Aim of the task:
Return, from the data below, each line that contains the word "provide".

Data for this task:
────────────────────

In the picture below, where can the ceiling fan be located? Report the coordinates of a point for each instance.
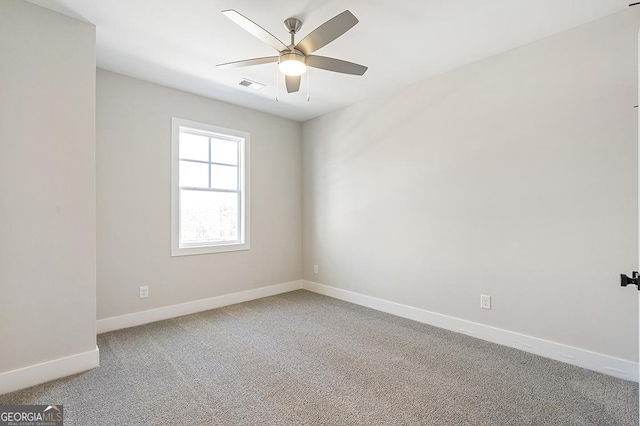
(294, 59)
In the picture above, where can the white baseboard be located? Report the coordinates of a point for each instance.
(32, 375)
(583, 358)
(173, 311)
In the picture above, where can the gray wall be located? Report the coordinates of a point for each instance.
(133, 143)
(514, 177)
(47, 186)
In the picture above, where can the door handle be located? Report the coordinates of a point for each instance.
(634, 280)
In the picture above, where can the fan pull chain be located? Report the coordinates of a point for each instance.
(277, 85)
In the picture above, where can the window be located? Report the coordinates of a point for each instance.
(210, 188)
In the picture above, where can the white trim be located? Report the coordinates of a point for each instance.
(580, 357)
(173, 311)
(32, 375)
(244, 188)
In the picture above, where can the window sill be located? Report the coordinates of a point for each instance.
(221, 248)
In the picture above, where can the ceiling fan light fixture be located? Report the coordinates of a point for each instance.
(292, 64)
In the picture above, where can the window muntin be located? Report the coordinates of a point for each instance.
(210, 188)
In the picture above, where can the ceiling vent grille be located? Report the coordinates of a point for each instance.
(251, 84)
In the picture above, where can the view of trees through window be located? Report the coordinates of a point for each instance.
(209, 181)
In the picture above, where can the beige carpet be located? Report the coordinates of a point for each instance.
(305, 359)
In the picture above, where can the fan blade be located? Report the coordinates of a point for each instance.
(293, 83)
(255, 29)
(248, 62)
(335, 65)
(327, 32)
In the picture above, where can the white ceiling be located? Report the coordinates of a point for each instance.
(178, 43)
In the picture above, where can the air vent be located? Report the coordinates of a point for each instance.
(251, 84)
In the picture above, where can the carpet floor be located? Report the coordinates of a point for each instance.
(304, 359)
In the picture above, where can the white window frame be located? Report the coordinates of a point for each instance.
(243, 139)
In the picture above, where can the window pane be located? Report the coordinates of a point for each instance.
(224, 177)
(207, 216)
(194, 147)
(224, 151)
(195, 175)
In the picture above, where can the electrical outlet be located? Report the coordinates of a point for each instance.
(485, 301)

────────────────────

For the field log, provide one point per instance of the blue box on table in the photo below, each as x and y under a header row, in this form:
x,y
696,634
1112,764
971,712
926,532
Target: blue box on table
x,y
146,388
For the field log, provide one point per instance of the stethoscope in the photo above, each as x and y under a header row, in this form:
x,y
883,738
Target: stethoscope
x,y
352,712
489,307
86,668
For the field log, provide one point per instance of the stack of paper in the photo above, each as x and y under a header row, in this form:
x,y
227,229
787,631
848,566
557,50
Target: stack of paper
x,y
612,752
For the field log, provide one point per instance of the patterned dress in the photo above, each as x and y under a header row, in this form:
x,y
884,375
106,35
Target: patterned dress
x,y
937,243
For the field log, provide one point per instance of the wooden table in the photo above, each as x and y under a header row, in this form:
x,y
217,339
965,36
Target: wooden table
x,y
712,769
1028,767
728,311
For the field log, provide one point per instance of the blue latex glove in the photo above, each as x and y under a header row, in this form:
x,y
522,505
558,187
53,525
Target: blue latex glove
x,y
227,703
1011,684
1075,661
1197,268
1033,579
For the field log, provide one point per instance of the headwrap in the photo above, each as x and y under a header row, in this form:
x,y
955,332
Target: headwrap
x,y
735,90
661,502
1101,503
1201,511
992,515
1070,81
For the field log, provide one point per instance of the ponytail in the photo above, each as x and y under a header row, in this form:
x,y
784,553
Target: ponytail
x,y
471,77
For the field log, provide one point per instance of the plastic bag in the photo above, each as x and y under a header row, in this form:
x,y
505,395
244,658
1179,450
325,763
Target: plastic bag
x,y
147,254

────────────────────

Problem solution:
For the field log, provide one point per instance of the blue box on table in the photo below, each as x and y under a header row, in this form:
For the field log, provide one point per instance of the stethoscope in the photo above, each as x and y under a header row, in this form:
For the field log, provide one point per instance of the stack of paper in the photo above, each as x and y under a header row, in this form:
For the field log, provide one point per instance of the patterned dress in the photo above, each as x and y under a header row, in this form:
For the field log, provide one point per instance of the wooden table in the photo above, each as x and y under a header row, in this form:
For the field log, provide one point per instance of the blue latex glove in the photo above, each as x and y under a header row, in this form:
For the field log, provide one point per instance of the headwrap in the photo above, each as x and y under a header row, in this form:
For the field log, provide one point per instance of the ponytail in the photo above, each as x and y under a header row, in this form:
For the field log, provide one point per instance of the plastic bag in the photo above, each as x and y under a header row, in this form:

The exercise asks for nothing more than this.